Given exercise:
Repeat all the rows below, switching "integer pixel coordinates" to "whole-number pixel coordinates" wherever it occurs and leaving everything else unchanged.

Provided information:

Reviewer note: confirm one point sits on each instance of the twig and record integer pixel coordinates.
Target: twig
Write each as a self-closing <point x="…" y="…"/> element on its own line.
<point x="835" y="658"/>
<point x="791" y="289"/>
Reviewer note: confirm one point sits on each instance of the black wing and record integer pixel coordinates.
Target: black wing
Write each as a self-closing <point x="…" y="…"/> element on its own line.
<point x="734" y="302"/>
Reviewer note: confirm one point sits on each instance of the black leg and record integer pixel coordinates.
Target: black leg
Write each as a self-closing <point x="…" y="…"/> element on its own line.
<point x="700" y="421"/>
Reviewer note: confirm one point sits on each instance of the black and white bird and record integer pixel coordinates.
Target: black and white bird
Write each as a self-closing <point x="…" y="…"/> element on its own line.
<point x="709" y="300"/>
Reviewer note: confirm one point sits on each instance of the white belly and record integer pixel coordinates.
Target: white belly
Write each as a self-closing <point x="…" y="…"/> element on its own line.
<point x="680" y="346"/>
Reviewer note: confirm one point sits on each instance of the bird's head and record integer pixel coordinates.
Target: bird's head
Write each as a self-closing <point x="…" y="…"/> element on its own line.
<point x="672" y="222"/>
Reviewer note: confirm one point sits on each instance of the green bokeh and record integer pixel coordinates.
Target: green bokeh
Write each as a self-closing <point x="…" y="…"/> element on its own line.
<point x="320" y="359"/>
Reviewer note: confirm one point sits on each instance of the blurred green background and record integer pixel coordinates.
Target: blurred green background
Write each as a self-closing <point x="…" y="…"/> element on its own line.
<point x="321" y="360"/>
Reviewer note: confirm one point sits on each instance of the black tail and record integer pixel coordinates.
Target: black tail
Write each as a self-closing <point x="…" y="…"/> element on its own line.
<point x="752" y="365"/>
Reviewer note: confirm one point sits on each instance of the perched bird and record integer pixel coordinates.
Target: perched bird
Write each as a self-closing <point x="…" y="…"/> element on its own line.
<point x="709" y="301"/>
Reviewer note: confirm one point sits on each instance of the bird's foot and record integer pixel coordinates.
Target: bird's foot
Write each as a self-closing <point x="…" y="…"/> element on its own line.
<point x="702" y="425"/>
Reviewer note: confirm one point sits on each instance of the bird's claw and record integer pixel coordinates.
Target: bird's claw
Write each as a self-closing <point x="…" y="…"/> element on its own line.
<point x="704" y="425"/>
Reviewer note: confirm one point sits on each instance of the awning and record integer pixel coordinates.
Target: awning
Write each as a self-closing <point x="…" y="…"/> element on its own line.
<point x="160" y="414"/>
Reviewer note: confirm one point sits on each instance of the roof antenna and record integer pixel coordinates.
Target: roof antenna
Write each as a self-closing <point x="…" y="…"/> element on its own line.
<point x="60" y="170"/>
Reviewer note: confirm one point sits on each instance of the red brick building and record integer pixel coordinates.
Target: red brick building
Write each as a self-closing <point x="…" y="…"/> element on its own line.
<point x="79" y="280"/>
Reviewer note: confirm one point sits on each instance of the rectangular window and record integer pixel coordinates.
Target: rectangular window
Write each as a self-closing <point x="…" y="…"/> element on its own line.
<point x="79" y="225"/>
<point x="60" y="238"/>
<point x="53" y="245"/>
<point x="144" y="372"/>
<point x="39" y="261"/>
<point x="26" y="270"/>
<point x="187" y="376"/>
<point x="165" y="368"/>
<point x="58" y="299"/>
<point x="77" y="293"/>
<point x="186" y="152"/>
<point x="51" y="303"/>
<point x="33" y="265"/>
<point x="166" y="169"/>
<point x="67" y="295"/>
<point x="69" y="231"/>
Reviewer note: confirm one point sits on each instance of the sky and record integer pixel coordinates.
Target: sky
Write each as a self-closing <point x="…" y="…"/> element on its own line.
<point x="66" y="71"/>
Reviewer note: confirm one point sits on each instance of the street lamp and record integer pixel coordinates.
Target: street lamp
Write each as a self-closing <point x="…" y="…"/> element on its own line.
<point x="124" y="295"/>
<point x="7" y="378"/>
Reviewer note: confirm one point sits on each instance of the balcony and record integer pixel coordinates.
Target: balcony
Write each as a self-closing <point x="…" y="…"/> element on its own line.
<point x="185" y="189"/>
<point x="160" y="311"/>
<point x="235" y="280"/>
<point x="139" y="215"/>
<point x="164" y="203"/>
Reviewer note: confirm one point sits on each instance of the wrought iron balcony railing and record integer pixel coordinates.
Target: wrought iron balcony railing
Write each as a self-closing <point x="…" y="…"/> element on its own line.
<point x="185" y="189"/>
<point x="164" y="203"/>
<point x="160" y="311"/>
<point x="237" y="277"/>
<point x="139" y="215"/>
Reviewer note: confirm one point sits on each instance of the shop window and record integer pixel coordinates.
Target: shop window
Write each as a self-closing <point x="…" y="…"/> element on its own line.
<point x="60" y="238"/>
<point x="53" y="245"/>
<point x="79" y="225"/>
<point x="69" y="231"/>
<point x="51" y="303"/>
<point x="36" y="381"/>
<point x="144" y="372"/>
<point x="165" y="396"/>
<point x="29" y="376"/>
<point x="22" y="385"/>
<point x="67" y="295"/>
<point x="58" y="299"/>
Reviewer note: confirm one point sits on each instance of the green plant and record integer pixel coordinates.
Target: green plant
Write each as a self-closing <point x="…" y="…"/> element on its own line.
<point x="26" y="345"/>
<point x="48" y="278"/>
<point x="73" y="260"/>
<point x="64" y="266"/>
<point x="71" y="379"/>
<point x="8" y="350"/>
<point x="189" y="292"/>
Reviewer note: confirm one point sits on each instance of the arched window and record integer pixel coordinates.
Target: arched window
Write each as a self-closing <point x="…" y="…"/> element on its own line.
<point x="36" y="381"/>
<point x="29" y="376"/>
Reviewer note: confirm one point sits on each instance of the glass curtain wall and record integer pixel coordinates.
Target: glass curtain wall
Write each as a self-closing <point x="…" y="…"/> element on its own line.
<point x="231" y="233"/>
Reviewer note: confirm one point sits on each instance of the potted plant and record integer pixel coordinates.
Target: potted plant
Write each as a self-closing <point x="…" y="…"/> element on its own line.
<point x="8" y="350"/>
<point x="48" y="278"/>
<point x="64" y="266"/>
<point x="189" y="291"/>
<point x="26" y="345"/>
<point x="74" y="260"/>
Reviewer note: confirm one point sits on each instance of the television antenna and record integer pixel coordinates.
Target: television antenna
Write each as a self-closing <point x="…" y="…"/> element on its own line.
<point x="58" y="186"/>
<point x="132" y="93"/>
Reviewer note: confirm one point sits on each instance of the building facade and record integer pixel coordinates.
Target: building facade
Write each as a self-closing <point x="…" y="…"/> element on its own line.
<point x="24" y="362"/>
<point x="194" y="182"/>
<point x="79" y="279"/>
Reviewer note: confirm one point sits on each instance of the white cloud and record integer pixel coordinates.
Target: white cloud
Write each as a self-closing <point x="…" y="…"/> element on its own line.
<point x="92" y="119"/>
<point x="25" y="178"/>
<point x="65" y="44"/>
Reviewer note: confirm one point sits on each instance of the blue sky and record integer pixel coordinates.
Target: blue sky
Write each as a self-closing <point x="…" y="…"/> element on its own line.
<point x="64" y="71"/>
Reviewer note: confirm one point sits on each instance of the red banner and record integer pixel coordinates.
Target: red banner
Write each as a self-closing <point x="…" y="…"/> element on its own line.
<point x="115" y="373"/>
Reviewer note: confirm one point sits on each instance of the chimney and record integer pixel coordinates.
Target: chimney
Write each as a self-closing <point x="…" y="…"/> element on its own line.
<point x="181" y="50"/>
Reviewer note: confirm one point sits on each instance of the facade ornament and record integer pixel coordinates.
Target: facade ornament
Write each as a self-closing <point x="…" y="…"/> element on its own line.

Expected output:
Reviewer note: confirm one point sits on each instance of the twig and record whole-number pixel coordinates.
Target: twig
Write each as a self-closing <point x="…" y="…"/> element on its own line.
<point x="835" y="658"/>
<point x="791" y="289"/>
Reviewer note: confirm one point sits on each instance of the black wing and record whole-number pixel coordinates.
Target: black wing
Write each as a self-closing <point x="…" y="…"/> element on its own line.
<point x="734" y="302"/>
Reviewer note: confirm one point sits on each instance of the black leg and record whole-number pixel coordinates.
Target: black leg
Write each as a self-closing <point x="…" y="…"/> element on its own line.
<point x="700" y="421"/>
Reviewer note: confirm one point sits on each instance of the black and white bird and record whole-number pixel coordinates.
Target: black and white bird
Write each as a self-closing <point x="…" y="…"/> element on its own line.
<point x="709" y="300"/>
Reviewer note: confirm one point sits on each instance of the white belly and record whole-number pixel coordinates.
Target: white belly
Write each as a self-closing <point x="…" y="…"/> element on its own line.
<point x="680" y="346"/>
Reviewer note: confirm one point sits on each instance of the bird's head and record whole-number pixel coordinates.
Target: bird's head
Write each as a self-closing <point x="…" y="…"/> element on its own line.
<point x="672" y="222"/>
Reviewer note: confirm one point sits on each instance of the green bokeh and record whole-number pixel coordinates.
Target: green bokeh
Write each as a self-closing <point x="…" y="…"/> element on its own line.
<point x="320" y="359"/>
Reviewer note: confirm one point sits on each instance of the blurred green background and record whole-number pixel coordinates.
Target: blurred green background
Write each as a self-closing <point x="…" y="…"/> element on its own line.
<point x="321" y="360"/>
Reviewer note: confirm one point sits on each instance of the black tail and record whole-number pixel coordinates.
Target: black tail
Write each as a self-closing <point x="…" y="…"/> element on its own line.
<point x="752" y="365"/>
Reviewer note: confirm one point sits on each instance of the perched bird and record whole-number pixel coordinates.
Target: perched bird
Write each as a self-closing <point x="…" y="…"/> element on its own line.
<point x="709" y="301"/>
Reviewer note: confirm one point sits on each instance of the bird's foot and record whole-number pixel coordinates.
Target: bird's foot
Write each as a self-closing <point x="…" y="…"/> element on its own line.
<point x="702" y="425"/>
Reviewer note: confirm one point sits on each instance of the bird's claw and record whole-number pixel coordinates.
Target: bird's claw
Write each as a self-closing <point x="…" y="…"/> element on its own line.
<point x="704" y="425"/>
Reviewer note: confirm one point sits on each instance of the awning and record whole-number pixel coordinates.
Target: awning
Write each as a self-closing <point x="…" y="…"/> element on its own line.
<point x="160" y="414"/>
Reviewer note: confirm one point sits on each instance of the roof antenna and record whole-number pixel coordinates.
Target: roof antenna
Write each as a self-closing <point x="…" y="…"/> element on its own line.
<point x="60" y="170"/>
Reviewer note: confirm one point sits on each instance of the red brick building and record whole-number pixel coordinates.
Target: red brick building
Write each as a self-closing <point x="…" y="…"/> element on its own line.
<point x="79" y="280"/>
Reviewer note: confirm one point sits on each instance of the rectangular window and record whole-number pixel coordinates.
Target: rectangular window
Write each as a self-closing <point x="…" y="…"/> element on its own line.
<point x="79" y="225"/>
<point x="60" y="238"/>
<point x="53" y="245"/>
<point x="144" y="372"/>
<point x="39" y="261"/>
<point x="26" y="270"/>
<point x="187" y="376"/>
<point x="165" y="368"/>
<point x="58" y="299"/>
<point x="77" y="293"/>
<point x="186" y="152"/>
<point x="51" y="303"/>
<point x="33" y="265"/>
<point x="166" y="169"/>
<point x="67" y="295"/>
<point x="69" y="231"/>
Reviewer note: confirm one point sits on each instance of the sky and record whole-number pixel coordinates.
Target: sky
Write each as a self-closing <point x="…" y="…"/> element on its own line.
<point x="66" y="71"/>
Reviewer note: confirm one point sits on each instance of the street lamp and record whole-number pixel coordinates.
Target: street lamp
Write each as a self-closing <point x="…" y="…"/> element on its own line.
<point x="124" y="295"/>
<point x="7" y="378"/>
Reviewer note: confirm one point sits on each instance of the balcony and record whole-number pixel coordinates.
Target: balcony
Write each as a self-closing <point x="…" y="…"/> element on its own line.
<point x="185" y="189"/>
<point x="160" y="311"/>
<point x="235" y="280"/>
<point x="139" y="215"/>
<point x="164" y="203"/>
Reviewer note: confirm one point sits on each instance of the wrought iron balcony railing and record whole-number pixel coordinates.
Target: wrought iron balcony railing
Write each as a self-closing <point x="…" y="…"/> element on its own line.
<point x="185" y="189"/>
<point x="164" y="203"/>
<point x="160" y="311"/>
<point x="237" y="277"/>
<point x="139" y="215"/>
Reviewer note: confirm one point sits on each instance of the shop window and record whole-number pixel coordinates.
Target: shop window
Write each as a self-closing <point x="…" y="…"/> element on its own line.
<point x="60" y="238"/>
<point x="53" y="245"/>
<point x="79" y="225"/>
<point x="69" y="231"/>
<point x="51" y="303"/>
<point x="36" y="381"/>
<point x="144" y="372"/>
<point x="165" y="396"/>
<point x="29" y="376"/>
<point x="22" y="385"/>
<point x="67" y="295"/>
<point x="58" y="299"/>
Reviewer note: confirm one point sits on each instance of the green plant and record whole-number pixel coordinates.
Target: green plant
Write each as a self-closing <point x="…" y="…"/> element on its own line.
<point x="26" y="345"/>
<point x="48" y="278"/>
<point x="73" y="260"/>
<point x="64" y="266"/>
<point x="71" y="379"/>
<point x="8" y="350"/>
<point x="189" y="292"/>
Reviewer note: confirm one point sits on each instance of the arched window and record whole-number pixel coordinates.
Target: arched window
Write each as a self-closing <point x="…" y="…"/> element on its own line.
<point x="36" y="381"/>
<point x="29" y="376"/>
Reviewer note: confirm one point sits on each instance of the glass curtain wall and record whole-number pixel coordinates.
Target: glass curtain wall
Write each as a self-closing <point x="…" y="…"/> element on its own line.
<point x="231" y="233"/>
Reviewer note: confirm one point sits on each instance of the potted plant and record whole-number pixel coordinates.
Target: potted plant
Write each as a self-closing <point x="…" y="…"/> element on its own line.
<point x="8" y="350"/>
<point x="48" y="278"/>
<point x="64" y="266"/>
<point x="189" y="291"/>
<point x="26" y="345"/>
<point x="74" y="260"/>
Reviewer note: confirm one point sits on each instance of the television antenna and record whole-number pixel coordinates.
Target: television antenna
Write each as a self-closing <point x="…" y="…"/> element on its own line.
<point x="58" y="186"/>
<point x="132" y="93"/>
Reviewer note: confirm one point sits on each instance of the building facade and record whole-number pixel coordinates.
Target: building facade
Write each as a self-closing <point x="…" y="…"/> element on its own line.
<point x="24" y="362"/>
<point x="194" y="182"/>
<point x="79" y="279"/>
Reviewer note: confirm one point sits on each instance of the white cloud and record whole-number pixel coordinates.
Target: white cloud
Write each as a self-closing <point x="…" y="…"/> element on its own line.
<point x="92" y="119"/>
<point x="25" y="178"/>
<point x="65" y="44"/>
Reviewer note: confirm one point sits on each instance of the blue sky and record whole-number pixel coordinates.
Target: blue sky
Write each as a self-closing <point x="…" y="…"/> element on its own line.
<point x="64" y="71"/>
Reviewer note: confirm one point sits on each instance of the red banner and record whole-number pixel coordinates.
Target: red banner
Write each as a self-closing <point x="…" y="…"/> element on its own line.
<point x="115" y="373"/>
Reviewer note: confirm one point sits on each instance of the chimney and record whole-number pixel coordinates.
Target: chimney
Write each as a self-closing <point x="…" y="…"/> element on its own line.
<point x="181" y="50"/>
Reviewer note: confirm one point sits on each instance of the facade ornament and record whole-number pixel coordinates.
Target: facade ornament
Write each as a self-closing <point x="…" y="…"/> element on its own line.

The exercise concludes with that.